■ **What is expected**
Could you copy out all the material below, swapping "one line" for "a single line" everywhere it appears and changing nothing else, with the pictures left out?

■ **Records provided**
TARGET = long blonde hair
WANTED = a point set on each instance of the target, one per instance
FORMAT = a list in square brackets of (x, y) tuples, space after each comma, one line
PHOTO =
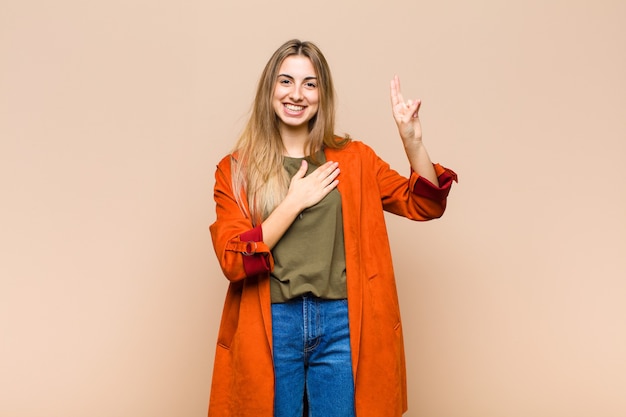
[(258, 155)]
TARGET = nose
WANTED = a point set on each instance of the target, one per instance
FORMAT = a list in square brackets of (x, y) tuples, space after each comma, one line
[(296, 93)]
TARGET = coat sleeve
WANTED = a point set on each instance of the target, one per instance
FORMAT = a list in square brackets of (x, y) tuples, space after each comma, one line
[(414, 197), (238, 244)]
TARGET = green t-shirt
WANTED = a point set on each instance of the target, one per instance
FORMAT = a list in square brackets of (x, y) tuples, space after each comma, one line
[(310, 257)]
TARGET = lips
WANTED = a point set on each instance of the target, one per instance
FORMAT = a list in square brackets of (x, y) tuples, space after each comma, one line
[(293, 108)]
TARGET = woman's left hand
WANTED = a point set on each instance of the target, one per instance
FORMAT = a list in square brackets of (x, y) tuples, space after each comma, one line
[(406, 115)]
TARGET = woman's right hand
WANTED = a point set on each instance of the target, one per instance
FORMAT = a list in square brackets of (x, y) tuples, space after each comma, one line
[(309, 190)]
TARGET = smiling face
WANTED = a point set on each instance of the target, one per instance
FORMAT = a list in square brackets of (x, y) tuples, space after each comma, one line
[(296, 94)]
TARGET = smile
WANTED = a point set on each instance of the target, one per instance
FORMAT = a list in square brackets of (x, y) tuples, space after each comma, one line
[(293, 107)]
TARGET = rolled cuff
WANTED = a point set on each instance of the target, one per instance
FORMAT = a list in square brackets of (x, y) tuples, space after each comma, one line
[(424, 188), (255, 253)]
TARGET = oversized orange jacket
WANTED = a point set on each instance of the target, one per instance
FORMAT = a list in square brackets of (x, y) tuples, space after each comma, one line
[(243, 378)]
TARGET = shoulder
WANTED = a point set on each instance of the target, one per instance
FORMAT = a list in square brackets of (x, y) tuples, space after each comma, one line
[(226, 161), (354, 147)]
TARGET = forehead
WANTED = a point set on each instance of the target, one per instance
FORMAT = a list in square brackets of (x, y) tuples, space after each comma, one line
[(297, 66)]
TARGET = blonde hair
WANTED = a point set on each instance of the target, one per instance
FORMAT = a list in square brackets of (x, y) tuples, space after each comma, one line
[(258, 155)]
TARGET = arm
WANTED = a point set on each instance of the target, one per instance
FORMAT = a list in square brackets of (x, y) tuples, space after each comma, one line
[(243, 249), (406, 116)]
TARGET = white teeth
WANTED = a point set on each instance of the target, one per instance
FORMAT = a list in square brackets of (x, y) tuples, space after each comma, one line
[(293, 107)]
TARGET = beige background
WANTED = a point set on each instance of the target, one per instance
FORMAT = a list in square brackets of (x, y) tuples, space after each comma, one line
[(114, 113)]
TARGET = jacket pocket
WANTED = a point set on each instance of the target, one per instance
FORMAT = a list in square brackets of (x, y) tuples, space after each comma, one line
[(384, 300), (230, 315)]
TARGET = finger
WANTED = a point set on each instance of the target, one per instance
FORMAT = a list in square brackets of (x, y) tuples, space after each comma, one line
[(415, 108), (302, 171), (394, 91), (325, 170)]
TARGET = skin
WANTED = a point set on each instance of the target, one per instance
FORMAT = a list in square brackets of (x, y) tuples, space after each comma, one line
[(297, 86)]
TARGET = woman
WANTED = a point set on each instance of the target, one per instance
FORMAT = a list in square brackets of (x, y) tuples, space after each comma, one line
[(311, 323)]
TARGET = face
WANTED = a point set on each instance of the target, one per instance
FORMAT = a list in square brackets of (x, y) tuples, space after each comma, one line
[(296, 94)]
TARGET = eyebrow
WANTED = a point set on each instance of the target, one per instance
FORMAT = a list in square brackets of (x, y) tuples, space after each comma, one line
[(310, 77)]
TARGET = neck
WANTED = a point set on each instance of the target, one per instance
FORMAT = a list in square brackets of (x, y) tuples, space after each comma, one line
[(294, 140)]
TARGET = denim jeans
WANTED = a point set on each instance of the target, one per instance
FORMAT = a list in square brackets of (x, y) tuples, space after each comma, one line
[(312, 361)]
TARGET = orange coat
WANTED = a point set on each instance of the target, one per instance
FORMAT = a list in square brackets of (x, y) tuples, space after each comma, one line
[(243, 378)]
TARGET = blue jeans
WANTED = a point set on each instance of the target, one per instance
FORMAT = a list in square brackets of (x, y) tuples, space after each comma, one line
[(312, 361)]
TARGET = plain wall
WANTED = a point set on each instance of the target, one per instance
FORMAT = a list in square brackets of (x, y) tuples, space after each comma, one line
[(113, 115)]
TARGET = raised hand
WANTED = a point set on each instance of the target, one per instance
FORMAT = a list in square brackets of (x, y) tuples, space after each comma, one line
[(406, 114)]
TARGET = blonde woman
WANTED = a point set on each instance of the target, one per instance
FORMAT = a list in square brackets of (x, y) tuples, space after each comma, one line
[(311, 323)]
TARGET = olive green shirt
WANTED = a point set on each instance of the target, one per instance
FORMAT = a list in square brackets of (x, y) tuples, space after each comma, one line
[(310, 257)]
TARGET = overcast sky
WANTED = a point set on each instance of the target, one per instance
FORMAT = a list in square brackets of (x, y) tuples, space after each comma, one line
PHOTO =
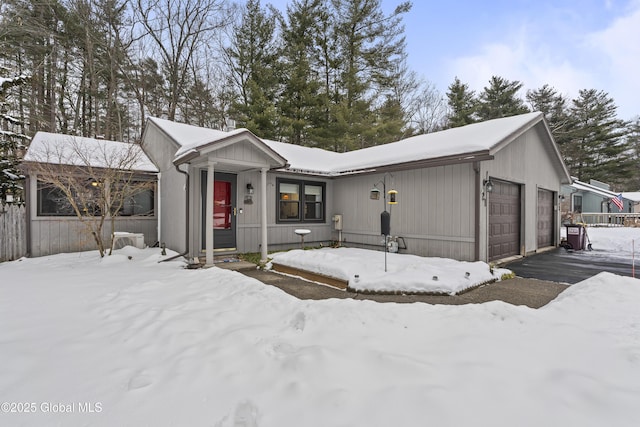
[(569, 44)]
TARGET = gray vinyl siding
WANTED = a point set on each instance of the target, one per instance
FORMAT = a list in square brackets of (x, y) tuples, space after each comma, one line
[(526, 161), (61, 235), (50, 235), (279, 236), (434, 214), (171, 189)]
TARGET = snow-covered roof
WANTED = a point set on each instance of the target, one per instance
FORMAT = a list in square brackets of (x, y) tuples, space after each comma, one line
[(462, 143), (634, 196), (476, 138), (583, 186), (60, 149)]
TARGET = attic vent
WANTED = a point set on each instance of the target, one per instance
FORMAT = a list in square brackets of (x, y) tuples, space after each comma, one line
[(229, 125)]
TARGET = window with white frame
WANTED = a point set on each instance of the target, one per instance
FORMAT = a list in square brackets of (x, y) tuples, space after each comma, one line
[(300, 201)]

■ **Answer to this problem**
TARGET = long blonde hair
WANTED = a point set on each instance of the target, one per instance
FORMAT = a list in square brackets of (x, y) tuples, space after each comma, a single line
PHOTO =
[(258, 155)]
TARGET = nose
WANTED = a point set on each instance of the target, one per instance
FORMAT = a list in square brackets of (x, y) tuples, space after each comma, a single line
[(296, 93)]
TARGET = coat sleeve
WANTED = a point set on each instance of the target, one per instance
FORMAT = a list in square brackets of (x, y) tuples, space after each comma, a single line
[(414, 197), (238, 244)]
TARGET = green t-shirt
WANTED = a point set on each instance of the target, one per instance
FORMAT = a list in square brackets of (x, y) tuples, space after each comma, a single line
[(310, 257)]
TARGET = lips
WANTED = a point set on each instance of the target, one per instance
FORMAT = a list in square brackets of (x, y) tuples, space after each comma, a single line
[(293, 108)]
TARGET = woman's left hand
WANTED = a point set on each instance of the target, one per instance
FORMAT = a list in square brackets of (x, y) tuples, space after each comma, a single line
[(406, 115)]
TARGET = woman's right hand
WANTED = a point set on each instance of the target, one per instance
FORMAT = a list in square brackets of (x, y) tuples, space after each comma, a single line
[(309, 190)]
TARGET = smiling face
WANTED = a point set on each instance of the target, one per instance
FORMAT = a list in square brackets of (x, y) tuples, space after each comma, a single line
[(296, 94)]
TARGET = smile
WANTED = a point set on each instance of the target, one per instance
FORMAT = a list in square brackets of (x, y) tuples, space after each comma, a single line
[(293, 107)]
TARGET = rolled cuff
WANTED = a point set on each instance of the target, one per instance
FORMAT = a list in square brackets of (x, y) tuples, space after each comma, a single line
[(424, 188), (255, 253)]
TARGET = oversized orange jacket
WANTED = a point set on each instance of the target, one per instance
FORMAT = a list in square brackets of (x, y) tuples, space after each comma, a single line
[(243, 378)]
TARGET = shoulder
WANTED = a point set on each instance of the target, one per instance
FORMAT = a list in square brackets of (x, y) tuples, space after each comma, a single line
[(226, 161), (354, 147)]
TARGET = forehead
WANTED = a point set on each instance of the target, one per instance
FORMAT = a list in square brackets of (x, y) tuples, space after each comma, a single line
[(297, 66)]
TARGET = blonde hair
WANTED = a point set on each instance of the target, one per instance
FORMAT = a list in square brackets of (x, y) tuples, space after each comma, a single line
[(258, 155)]
TARGET = arm
WANTED = a point set on each instance of the target, one per instance
FORMAT = a list in square brackets of (x, y) tuples, space after each comma, a single line
[(243, 249), (406, 116)]
TARGET = white teeth
WANTED = a point set on each instance of the target, one per instance
FORMAT = a list in square brackets of (x, y) tuples, space after each comma, a single line
[(293, 107)]
TARGET = beige background
WANTED = a point set on each instance of the target, one per instance
FORMAT = a list in square brackets of (x, y) tuples, space after each comma, a single line
[(114, 113)]
TARGET = jacket pocket
WANTED = a point set on each instance of the target, one per instance
FORMAT = a list in square brackets of (x, y) tuples, space after each comma, a single line
[(384, 300), (230, 315)]
TARGET = finger
WANTED = a point set on each instance of the target, one per instance
FORMAT = a list in square brackets of (x, y) tuples, space after each comma, a single line
[(415, 108), (302, 171), (394, 91), (325, 170)]
TARGET = skin
WANTED = a point set on each instance of the target, one per instance
FORMAT = a list in square brackets of (x, y) tuples, space after each comma, a single line
[(297, 86)]
TARGET = woman
WANTED = a point set on each instance of the target, one per instance
FORMAT = a list in square brackets of (x, y) tuples, space after each comma, a single line
[(311, 323)]
TARGET = face
WANTED = a point set on each instance of the target, one per instance
FORMAT = a list in square brackets of (x, y) tuples, space after each comma, a single line
[(296, 94)]
TARGET = eyebrow
WANTED = a point set on each instance of the target, one per instance
FORMAT = a list in square brackets of (x, y) tuples, space after each comma, a single line
[(310, 77)]
TARGET = neck
WANTED = a point set on each instance of the target, one per instance
FORMAT = a list in square brackets of (x, y) tuples, space after each comma, a single line
[(294, 140)]
TARGET = denim jeans
WANTED = a point set on each instance of the target, one per instance
FORMAT = a list in square brackets of (x, y) tuples, space after each comma, a single line
[(312, 361)]
TARGET = orange coat
WANTED = a point set on each instance of the target, one per instance
FORMAT = a list in square brackets of (x, y) tuples, space after each comma, a single line
[(243, 378)]
TARGET = blue jeans
WANTED = a point set on each instance of the target, one per instance
FORMAT = a list in square brackets of (x, y) tuples, space after each comma, a single line
[(312, 361)]
TARGET = plain wall
WANTED = a point set on each instance of the target, one per instance
FORMAT = a list in square brackets of (x, y) tuples, space after each comma, a single line
[(113, 115)]
TARGET = raised hand
WANTED = a point set on each instance of the target, one per instance
FORMAT = a list in square brackets of (x, y) tuples, space after each comma, a single line
[(406, 114)]
TARGET = blonde woman
WANTED = a point set on each instance of the target, one per instance
FORMAT = a list in square brackets of (x, y) tuples, space after each comma, a single line
[(311, 323)]
TARGET = olive green shirt
WANTED = a point set on each instance of the target, one per instance
FORMAT = a list in square brackets of (x, y) tuples, space after each comma, a single line
[(310, 257)]
TARGET = overcast sky
WANTED = a point set on each instance of the target, one per instance
FORMAT = a list in square brackets of (x, y) tuples, space after each comma, a single line
PHOTO =
[(569, 44)]
TARGET = gray vinyl siding
WANTED = a point set on each instance of the target, one per instance
FORMAT = a list in square brackets of (x, y) tuples, space after each comma, a single line
[(526, 161), (61, 235), (50, 235), (279, 236), (434, 214), (171, 189)]
TARGET = snow-covered roof
WANTED = a point set on each instance of the target, one per instance
FORMAT = a list in square brackets of (x, y) tuples, space after each comma, a single line
[(462, 143), (634, 196), (476, 138), (583, 186), (60, 149)]
TARGET = attic vent
WANTED = a point set on each instance of the target, one per instance
FORMAT = a list in square brackets of (x, y) tuples, space after each comma, a single line
[(229, 125)]
TARGET = window with white frame
WANTED = a point set on each instance of the target, one per instance
FORMAT = a list in square brackets of (x, y) tuples, space after each comma, a single line
[(300, 201)]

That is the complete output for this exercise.